What the task asks: Turn every line in the rows below into a numbered list, skipping any blank lines and leaving out the pictures.

Dataset rows about where objects are located
_ _ _ _ _ _ _
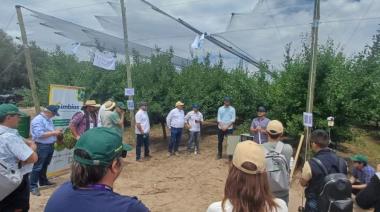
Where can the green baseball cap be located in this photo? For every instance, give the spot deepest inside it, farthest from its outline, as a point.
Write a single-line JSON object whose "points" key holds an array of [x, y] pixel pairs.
{"points": [[359, 158], [102, 144], [10, 109]]}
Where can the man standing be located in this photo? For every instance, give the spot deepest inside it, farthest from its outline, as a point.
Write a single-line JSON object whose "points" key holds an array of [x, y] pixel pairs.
_ _ _ _ _ _ _
Final result:
1. Where can the green baseball cap be located in this photo? For every instance, give the spot deepest inside it, farthest from its outline, as a point.
2. Write a single-line JSON object whose "points" key holds an array of [x, y] pixel pairs.
3. {"points": [[359, 158], [102, 144], [10, 109]]}
4. Where can the man standing be located in this photo? For every instance, give the spot deepest inside it, farthest from its outline, as a point.
5. Write a single-line JSON object whose "points" key holds an array of [x, y] pixel pairs.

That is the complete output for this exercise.